Text shown:
※

Airport serving Wuhu, Anhui, China

Wuhu Xuanzhou Airport is an airport built to replace the commercial airline service of the old Wuhu Wanli Airport, and serves the cities of Wuhu and Xuancheng in Anhui Province, China. The airport is located in Wanzhi Town, Wanzhi District, about 48 km from downtown Wuhu City and 30 km from downtown Xuancheng. It began in June 2012, and it took four years to select the airport site from the original ten candidates. It received approval from the national government in 2016.

The airport opened on 30 April 2021.

== History ==
In 1934 (the 23rd year of the Republic of China), more than 20,000 laborers were conscripted to Wanli, nine kilometers northeast of Wuhu, adjacent to the Beijing-Wuhu Highway (now the Nanjing-Wuhu Highway), to build Wuhu Airport (commonly known as "Wanli Airport"). The airport at that time was very rudimentary, with a runway only 1,000 meters long, suitable only for light propeller fighter planes to take off and land.

On October 5, 1937, the Japanese army launched a surprise attack on the Wanli military airport near Wuhu, destroying more than 10 aircraft and damaging the airport. On December 10, 1937, the Japanese Air Force occupied Wuhu Airport, and the Japanese army repaired and expanded the airport.

※

Data shown:
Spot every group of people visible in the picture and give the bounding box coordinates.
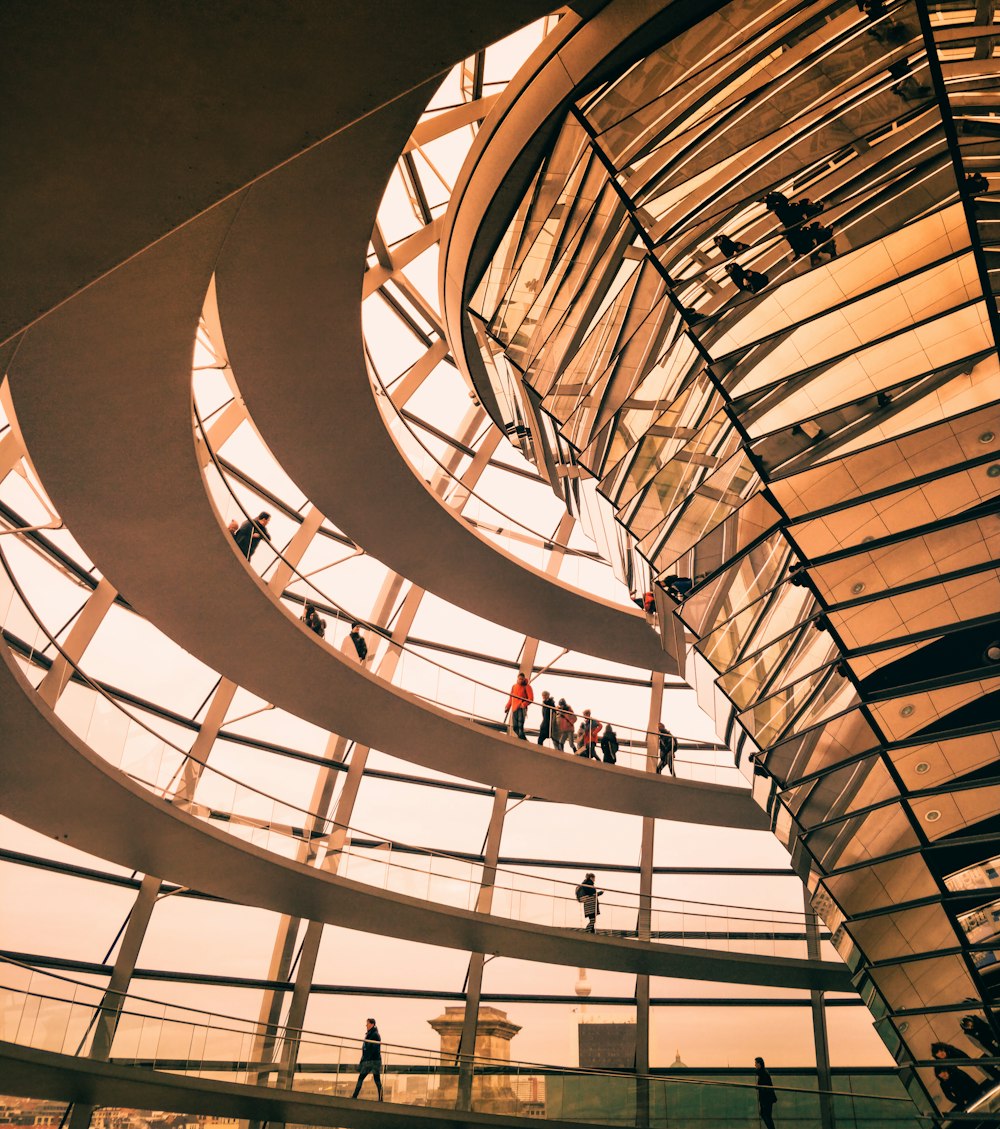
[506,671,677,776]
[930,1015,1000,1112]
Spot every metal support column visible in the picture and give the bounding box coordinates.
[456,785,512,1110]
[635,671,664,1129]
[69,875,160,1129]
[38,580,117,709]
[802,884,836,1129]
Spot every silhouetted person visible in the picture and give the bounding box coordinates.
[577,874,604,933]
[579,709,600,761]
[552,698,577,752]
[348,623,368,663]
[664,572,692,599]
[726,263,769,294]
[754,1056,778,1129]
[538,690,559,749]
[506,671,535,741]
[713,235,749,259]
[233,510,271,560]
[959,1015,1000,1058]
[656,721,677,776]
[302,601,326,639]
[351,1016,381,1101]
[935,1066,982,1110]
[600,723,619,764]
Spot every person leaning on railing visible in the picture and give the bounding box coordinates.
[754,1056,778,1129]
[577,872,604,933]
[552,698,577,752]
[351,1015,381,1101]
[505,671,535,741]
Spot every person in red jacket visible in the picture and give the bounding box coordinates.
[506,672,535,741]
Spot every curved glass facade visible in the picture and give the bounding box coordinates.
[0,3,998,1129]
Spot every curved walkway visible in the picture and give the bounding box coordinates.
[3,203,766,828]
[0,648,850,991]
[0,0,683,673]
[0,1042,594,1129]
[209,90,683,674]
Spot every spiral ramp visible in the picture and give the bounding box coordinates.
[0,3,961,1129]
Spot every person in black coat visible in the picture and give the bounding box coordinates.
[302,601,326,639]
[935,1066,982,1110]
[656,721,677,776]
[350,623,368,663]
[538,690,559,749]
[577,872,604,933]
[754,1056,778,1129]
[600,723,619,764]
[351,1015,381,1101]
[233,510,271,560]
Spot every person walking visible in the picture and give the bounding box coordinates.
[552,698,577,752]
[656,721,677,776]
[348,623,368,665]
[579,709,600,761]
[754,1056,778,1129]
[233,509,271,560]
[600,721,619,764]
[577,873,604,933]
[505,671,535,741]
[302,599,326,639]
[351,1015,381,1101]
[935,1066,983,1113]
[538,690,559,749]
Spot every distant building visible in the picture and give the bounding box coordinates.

※

Problem to work on:
Resume the airport history text from the point where it stops, writing the next part of its account.

Task result:
Starting from the 1950s, Wuhu Wanli Airport was used jointly by the military and civilians. In the 1990s, Wuhu Wanli Airport operated connecting flights between Wuhu and Beijing and Foshan.

In June 2012, Wuhu City and Xuancheng City launched the Wuhu-Xuancheng Civil Airport project. The project has a total investment of 2.096 billion yuan, a flight zone rating of 4C, a runway that is 2,800 meters long and 45 meters wide, and a parallel taxiway that is 1,477 meters long and 18 meters wide. Both the main and secondary landing directions are equipped with Category I precision approach systems. The apron has a total of 11 Category C aircraft stands, and the terminal building has an area of approximately 25,000 square meters.

Construction began in October 2018, and it officially opened to traffic on April 30, 2021. Wuhu Wanli Airport ceased civil aviation operations and was converted into a purely military airport, primarily used as a military training base.

==Facilities==
The airport has a 2800 m runway (class 4D), a 15000 m2 terminal building, and 8 aircraft parking aprons. It is projected to serve 1.2 million passengers and 5000 tons of cargo annually by 2025.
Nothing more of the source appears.